■ Work required: Which lines in the listing below contain the string "trim"? List each of them, treating uppercase and lowercase as different.

::: Items

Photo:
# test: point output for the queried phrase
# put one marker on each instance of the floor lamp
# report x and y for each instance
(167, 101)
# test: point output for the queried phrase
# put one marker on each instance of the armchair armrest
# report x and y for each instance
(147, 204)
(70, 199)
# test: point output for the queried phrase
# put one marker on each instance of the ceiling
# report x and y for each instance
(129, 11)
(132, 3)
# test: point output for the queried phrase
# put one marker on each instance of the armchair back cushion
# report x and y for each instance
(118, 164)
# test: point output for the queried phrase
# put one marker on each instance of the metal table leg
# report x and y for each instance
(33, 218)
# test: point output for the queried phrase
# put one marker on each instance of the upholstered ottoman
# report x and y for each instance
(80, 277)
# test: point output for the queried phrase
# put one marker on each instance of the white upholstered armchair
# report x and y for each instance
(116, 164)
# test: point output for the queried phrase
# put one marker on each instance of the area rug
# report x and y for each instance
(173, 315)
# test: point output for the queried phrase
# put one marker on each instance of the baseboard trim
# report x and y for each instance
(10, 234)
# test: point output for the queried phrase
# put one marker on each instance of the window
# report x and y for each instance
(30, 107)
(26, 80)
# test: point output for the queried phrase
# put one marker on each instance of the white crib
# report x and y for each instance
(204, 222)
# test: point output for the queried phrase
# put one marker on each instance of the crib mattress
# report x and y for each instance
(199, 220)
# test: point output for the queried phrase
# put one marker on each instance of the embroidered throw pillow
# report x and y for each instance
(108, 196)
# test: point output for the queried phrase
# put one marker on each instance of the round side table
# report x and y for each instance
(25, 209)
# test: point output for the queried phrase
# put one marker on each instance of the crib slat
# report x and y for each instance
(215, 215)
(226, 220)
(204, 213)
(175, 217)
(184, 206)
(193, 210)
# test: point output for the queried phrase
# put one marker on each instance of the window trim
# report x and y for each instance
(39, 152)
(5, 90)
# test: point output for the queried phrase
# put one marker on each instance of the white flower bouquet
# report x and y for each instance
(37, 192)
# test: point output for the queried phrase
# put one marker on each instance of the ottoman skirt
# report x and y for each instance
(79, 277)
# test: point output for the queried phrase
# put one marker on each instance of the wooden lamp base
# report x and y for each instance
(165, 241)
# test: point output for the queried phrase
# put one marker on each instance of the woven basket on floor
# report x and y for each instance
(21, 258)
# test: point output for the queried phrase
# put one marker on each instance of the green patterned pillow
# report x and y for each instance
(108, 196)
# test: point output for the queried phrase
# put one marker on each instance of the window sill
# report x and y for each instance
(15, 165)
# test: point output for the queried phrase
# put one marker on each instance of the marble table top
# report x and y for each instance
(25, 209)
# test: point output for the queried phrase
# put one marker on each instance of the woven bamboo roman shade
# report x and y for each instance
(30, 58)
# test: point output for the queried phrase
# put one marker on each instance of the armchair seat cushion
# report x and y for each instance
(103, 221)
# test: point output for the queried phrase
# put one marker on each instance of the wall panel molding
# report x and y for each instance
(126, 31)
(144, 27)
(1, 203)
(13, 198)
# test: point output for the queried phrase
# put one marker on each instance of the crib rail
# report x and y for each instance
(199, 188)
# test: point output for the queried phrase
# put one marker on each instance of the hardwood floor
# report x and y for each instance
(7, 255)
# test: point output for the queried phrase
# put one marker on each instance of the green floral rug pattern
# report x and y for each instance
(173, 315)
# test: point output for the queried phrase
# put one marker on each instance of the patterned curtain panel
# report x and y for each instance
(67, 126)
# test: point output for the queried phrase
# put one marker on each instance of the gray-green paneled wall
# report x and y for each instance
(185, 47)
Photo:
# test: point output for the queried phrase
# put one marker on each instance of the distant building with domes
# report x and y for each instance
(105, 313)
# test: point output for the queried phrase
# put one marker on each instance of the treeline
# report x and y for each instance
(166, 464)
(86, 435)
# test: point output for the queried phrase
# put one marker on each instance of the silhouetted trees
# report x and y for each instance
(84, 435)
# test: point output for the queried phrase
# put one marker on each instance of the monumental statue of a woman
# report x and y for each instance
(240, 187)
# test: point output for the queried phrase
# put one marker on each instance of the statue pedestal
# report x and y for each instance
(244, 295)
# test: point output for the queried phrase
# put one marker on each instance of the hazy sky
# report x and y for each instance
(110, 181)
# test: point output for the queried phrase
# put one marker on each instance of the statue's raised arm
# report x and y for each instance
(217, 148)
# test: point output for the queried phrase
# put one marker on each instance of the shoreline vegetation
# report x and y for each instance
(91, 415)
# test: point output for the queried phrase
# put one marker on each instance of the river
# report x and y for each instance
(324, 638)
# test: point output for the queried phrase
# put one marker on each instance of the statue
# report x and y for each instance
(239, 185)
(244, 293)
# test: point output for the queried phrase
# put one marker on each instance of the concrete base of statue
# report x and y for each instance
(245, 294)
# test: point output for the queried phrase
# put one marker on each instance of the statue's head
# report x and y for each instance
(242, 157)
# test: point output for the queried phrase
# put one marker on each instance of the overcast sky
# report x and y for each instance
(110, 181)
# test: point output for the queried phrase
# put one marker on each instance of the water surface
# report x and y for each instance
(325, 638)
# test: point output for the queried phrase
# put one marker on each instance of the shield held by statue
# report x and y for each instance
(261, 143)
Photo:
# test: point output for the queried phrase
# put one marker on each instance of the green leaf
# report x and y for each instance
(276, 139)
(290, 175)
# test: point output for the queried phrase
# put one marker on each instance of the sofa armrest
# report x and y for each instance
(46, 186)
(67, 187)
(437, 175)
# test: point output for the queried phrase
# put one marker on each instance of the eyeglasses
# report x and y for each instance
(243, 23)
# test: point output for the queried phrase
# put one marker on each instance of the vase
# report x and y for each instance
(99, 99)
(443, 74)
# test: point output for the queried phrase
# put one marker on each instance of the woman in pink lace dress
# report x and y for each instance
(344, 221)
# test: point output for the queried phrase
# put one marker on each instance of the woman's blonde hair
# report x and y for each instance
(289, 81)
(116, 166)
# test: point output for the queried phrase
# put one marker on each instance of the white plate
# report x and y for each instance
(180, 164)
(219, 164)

::::::

■ Solution below:
# put one marker on each instance of the baseboard trim
# put one marker on each instance of the window trim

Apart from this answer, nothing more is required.